*** Opening of Dataset records ***

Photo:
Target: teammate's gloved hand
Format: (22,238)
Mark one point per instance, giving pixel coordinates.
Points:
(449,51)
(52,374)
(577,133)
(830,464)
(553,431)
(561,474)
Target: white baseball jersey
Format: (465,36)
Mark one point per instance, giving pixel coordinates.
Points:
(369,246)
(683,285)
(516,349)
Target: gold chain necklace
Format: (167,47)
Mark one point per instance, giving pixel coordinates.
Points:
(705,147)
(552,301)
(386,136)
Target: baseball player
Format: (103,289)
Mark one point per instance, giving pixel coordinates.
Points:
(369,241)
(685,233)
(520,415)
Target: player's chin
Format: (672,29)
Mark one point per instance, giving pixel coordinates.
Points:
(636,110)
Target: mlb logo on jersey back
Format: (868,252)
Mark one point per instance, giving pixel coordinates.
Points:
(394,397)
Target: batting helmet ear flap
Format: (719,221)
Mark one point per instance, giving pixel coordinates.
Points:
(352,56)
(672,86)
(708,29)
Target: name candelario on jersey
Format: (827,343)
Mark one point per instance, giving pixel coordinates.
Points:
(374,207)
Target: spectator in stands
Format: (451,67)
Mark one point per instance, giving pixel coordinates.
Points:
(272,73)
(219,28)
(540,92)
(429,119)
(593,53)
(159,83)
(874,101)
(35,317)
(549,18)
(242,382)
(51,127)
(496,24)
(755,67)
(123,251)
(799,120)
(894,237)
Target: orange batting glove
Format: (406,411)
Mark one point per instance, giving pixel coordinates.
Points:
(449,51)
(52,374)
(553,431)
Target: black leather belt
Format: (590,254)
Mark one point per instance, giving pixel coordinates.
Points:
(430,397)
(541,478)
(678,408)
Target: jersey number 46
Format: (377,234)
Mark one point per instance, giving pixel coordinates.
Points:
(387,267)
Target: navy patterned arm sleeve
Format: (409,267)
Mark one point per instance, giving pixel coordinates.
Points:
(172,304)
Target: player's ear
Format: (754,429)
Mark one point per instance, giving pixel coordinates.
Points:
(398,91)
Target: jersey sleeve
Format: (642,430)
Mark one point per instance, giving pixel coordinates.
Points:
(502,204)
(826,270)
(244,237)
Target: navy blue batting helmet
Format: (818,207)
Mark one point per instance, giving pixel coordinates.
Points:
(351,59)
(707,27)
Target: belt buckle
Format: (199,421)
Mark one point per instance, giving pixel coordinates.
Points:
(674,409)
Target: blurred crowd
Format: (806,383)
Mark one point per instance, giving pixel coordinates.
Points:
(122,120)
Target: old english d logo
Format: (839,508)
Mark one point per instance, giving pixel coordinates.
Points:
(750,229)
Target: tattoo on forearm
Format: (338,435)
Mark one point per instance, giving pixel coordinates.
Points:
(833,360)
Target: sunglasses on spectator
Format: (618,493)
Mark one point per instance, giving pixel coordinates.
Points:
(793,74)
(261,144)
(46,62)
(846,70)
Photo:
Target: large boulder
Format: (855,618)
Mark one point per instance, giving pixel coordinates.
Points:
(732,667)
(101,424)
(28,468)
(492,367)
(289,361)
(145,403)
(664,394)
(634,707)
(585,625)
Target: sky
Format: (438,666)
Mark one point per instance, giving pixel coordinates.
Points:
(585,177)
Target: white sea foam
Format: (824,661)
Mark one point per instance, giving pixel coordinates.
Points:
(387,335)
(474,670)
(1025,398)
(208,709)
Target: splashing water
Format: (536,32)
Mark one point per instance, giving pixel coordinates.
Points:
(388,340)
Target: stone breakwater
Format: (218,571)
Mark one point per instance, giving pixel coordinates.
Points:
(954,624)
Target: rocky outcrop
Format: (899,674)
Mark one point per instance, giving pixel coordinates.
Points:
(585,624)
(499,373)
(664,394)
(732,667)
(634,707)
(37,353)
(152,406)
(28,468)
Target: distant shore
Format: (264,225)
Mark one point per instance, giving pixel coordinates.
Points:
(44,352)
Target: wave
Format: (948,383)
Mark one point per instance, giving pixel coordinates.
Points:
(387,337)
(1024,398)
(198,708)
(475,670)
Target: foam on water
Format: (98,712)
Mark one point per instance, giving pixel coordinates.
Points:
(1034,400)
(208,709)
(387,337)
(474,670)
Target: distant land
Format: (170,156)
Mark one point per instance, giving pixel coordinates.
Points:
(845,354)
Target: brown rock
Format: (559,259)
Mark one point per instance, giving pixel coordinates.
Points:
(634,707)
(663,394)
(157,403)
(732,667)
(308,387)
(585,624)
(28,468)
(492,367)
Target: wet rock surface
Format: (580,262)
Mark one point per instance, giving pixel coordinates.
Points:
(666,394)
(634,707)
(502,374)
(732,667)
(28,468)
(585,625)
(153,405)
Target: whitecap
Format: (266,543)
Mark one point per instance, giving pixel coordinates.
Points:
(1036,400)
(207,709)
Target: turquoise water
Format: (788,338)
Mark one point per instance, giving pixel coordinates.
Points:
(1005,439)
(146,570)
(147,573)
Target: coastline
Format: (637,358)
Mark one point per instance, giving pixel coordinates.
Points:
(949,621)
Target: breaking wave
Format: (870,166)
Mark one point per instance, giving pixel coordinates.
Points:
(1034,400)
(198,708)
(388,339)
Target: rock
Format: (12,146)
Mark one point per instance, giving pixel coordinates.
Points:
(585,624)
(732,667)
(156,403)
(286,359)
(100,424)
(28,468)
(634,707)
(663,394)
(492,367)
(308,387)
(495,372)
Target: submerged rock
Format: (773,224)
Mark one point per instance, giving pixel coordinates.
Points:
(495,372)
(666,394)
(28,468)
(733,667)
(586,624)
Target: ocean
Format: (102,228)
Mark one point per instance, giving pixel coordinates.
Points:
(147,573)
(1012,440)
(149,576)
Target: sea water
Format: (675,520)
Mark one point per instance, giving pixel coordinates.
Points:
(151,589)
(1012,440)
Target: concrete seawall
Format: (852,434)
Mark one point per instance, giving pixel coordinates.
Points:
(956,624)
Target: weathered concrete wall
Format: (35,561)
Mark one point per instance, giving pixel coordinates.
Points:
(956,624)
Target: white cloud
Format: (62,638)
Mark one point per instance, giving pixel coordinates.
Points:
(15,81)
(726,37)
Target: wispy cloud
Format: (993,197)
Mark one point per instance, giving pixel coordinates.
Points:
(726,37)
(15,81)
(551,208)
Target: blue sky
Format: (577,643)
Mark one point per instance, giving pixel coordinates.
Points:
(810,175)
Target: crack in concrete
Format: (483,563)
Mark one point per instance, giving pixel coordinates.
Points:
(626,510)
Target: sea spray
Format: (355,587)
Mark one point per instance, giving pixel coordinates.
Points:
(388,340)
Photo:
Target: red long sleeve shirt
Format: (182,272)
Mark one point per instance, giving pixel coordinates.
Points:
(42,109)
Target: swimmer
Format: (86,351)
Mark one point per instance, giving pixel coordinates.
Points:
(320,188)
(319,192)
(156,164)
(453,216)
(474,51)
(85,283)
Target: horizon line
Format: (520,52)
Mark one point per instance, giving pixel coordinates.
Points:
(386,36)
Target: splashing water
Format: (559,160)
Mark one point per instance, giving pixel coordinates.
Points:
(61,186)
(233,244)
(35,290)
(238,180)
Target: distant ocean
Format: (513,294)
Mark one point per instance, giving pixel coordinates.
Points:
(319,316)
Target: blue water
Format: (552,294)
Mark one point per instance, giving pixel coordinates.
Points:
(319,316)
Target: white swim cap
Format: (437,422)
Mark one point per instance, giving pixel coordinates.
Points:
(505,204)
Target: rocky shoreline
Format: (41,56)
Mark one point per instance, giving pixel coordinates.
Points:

*** Close of Dataset records ***

=== Instructions to follow ===
Nothing but the lines from the first line of the data through the line with "Format: (465,36)" should be returned, exactly as they appear, both ends included.

=== Task solution ===
Photo:
Target: teammate's gloved hand
Format: (22,238)
Mark one point per instance, giving pixel coordinates.
Points:
(449,51)
(52,374)
(577,133)
(830,464)
(553,431)
(561,474)
Target: white baseball jersey
Format: (465,36)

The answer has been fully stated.